> **DO THIS**: State how many lines in the records below contain the word "grass", with matching case. Reply with the number alone.

> **DATA SUPPLIED**:
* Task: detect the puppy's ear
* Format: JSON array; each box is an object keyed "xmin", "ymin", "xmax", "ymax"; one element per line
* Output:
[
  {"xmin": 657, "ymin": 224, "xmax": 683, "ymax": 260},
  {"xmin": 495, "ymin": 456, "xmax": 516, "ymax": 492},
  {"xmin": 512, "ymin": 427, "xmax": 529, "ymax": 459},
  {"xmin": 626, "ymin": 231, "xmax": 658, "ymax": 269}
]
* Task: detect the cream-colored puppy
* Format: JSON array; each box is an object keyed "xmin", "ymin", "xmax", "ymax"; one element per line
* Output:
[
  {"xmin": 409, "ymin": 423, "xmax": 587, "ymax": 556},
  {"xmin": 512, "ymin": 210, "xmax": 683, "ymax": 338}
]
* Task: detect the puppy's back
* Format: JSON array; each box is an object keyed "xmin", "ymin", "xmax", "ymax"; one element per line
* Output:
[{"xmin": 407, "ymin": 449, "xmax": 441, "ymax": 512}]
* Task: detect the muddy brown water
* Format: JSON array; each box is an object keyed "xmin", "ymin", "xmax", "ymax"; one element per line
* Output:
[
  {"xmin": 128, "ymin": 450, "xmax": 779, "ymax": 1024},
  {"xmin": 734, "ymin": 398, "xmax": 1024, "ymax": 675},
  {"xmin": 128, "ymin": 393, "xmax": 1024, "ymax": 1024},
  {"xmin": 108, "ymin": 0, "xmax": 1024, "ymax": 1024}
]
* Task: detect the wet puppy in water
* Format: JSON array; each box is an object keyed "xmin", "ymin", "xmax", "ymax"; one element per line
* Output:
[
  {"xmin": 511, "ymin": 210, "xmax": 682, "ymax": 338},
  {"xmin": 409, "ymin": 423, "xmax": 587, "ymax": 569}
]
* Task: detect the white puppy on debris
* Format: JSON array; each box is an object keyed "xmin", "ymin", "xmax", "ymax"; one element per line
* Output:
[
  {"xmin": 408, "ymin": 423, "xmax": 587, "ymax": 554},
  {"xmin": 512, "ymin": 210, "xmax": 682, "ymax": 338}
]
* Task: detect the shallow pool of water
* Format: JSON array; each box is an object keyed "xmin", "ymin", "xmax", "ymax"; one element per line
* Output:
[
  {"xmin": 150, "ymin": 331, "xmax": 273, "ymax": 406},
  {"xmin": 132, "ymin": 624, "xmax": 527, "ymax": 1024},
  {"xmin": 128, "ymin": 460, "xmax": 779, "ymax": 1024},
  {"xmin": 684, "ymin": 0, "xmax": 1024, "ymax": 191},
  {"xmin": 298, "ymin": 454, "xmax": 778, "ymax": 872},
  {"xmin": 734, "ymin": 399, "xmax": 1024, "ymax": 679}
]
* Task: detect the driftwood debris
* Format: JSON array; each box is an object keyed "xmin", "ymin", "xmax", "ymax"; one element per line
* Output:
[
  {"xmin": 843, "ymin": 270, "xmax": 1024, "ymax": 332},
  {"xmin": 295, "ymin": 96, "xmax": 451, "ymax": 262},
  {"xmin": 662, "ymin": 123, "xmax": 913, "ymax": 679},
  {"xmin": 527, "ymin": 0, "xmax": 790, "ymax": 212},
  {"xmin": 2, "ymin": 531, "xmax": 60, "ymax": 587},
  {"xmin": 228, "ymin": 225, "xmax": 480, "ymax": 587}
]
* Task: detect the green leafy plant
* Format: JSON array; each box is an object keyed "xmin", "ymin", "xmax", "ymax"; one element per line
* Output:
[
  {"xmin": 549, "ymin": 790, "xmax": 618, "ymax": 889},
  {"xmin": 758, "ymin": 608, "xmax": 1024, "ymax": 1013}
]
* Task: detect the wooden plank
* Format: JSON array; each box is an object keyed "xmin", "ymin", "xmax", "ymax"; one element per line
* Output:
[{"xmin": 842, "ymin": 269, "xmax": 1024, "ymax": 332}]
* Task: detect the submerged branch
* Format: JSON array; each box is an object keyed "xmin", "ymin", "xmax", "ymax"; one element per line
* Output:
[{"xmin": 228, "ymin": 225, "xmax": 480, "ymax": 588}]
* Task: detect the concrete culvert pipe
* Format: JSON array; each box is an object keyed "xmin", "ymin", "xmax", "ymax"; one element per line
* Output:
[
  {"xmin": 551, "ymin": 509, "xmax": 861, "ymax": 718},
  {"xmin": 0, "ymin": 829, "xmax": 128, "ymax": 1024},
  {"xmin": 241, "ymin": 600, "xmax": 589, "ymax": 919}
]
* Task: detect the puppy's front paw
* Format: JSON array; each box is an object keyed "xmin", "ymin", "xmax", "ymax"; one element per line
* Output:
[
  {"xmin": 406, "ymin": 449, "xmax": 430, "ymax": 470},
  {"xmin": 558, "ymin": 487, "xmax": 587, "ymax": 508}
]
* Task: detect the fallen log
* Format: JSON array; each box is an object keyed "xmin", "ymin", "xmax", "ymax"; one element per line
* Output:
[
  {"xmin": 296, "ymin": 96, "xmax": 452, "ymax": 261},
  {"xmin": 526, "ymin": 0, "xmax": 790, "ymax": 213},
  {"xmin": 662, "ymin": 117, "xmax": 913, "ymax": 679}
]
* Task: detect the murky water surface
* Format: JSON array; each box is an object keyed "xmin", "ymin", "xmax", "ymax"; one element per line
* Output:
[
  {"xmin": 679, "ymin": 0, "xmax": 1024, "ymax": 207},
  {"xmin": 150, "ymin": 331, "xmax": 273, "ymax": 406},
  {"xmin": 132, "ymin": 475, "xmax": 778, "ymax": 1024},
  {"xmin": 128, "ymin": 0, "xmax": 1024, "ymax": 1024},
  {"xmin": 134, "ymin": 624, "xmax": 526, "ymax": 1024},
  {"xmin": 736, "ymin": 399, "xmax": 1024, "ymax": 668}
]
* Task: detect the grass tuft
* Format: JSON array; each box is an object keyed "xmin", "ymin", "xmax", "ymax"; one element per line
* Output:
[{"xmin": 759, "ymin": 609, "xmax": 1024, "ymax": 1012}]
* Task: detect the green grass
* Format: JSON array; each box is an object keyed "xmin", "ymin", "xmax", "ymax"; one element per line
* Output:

> **REPLY**: 2